WHAT IS EXPECTED:
Look through the listing below, and wherever a line has the string "background", pull it out.

::::::::

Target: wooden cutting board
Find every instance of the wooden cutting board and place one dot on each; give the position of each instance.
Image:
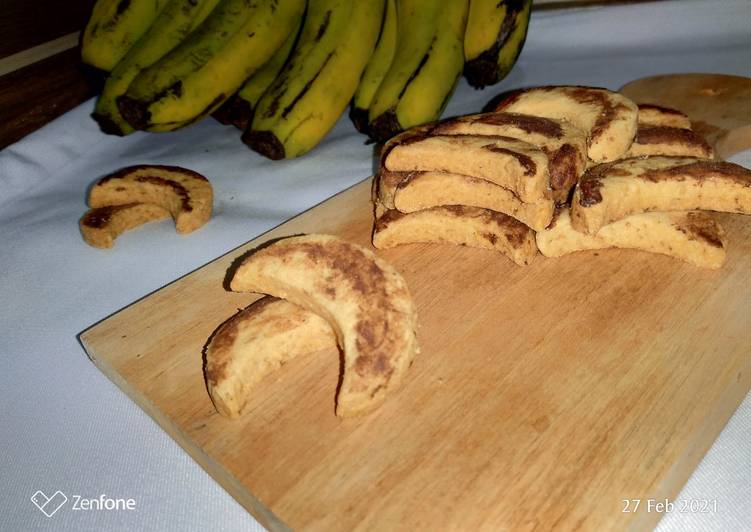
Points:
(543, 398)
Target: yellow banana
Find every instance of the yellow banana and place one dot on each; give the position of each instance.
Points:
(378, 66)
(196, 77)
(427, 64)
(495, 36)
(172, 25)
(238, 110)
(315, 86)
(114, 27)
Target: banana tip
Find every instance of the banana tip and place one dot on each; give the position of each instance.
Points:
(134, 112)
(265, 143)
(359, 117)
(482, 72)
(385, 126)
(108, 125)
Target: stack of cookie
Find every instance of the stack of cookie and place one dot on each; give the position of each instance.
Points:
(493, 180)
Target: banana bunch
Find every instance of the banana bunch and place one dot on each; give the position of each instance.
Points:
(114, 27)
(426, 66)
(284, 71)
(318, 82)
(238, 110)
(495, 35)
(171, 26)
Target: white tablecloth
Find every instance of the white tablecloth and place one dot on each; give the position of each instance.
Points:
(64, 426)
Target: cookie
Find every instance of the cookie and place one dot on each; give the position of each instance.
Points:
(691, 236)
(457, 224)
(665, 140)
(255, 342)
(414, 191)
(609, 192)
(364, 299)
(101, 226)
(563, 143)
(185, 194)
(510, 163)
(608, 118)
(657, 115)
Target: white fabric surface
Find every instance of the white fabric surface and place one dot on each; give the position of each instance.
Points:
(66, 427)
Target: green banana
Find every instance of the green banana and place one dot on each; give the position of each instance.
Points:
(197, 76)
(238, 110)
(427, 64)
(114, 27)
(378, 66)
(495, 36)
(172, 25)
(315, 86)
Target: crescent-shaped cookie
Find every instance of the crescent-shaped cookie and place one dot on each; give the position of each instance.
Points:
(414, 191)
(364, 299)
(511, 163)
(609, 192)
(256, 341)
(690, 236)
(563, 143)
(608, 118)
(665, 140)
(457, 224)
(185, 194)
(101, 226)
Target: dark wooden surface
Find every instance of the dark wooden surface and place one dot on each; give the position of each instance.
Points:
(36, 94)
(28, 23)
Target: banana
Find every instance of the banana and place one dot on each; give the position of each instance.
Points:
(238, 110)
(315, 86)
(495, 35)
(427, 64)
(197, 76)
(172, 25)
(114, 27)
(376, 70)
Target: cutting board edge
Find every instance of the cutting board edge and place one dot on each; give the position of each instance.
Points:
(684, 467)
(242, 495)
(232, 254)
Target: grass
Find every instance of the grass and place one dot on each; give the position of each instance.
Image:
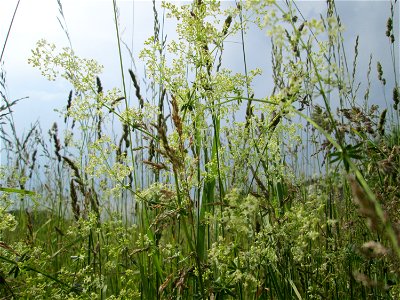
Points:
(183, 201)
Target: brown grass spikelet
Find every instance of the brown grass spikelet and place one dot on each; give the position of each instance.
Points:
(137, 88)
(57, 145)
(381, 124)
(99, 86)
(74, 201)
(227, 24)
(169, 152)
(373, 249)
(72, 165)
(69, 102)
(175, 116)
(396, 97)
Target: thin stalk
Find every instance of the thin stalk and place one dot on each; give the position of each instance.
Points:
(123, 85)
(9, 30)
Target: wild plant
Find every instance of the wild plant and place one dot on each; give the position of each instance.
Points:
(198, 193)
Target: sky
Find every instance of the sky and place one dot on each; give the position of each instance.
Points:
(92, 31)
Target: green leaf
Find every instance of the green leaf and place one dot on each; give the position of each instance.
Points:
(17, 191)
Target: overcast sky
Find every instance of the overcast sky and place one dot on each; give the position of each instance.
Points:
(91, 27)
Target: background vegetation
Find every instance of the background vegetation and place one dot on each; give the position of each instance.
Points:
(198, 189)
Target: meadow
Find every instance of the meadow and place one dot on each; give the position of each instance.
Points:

::::::::

TASK OUTPUT:
Target: background vegetation
Find every instance of the background vegetation and place one dot on each; give the position of each instance.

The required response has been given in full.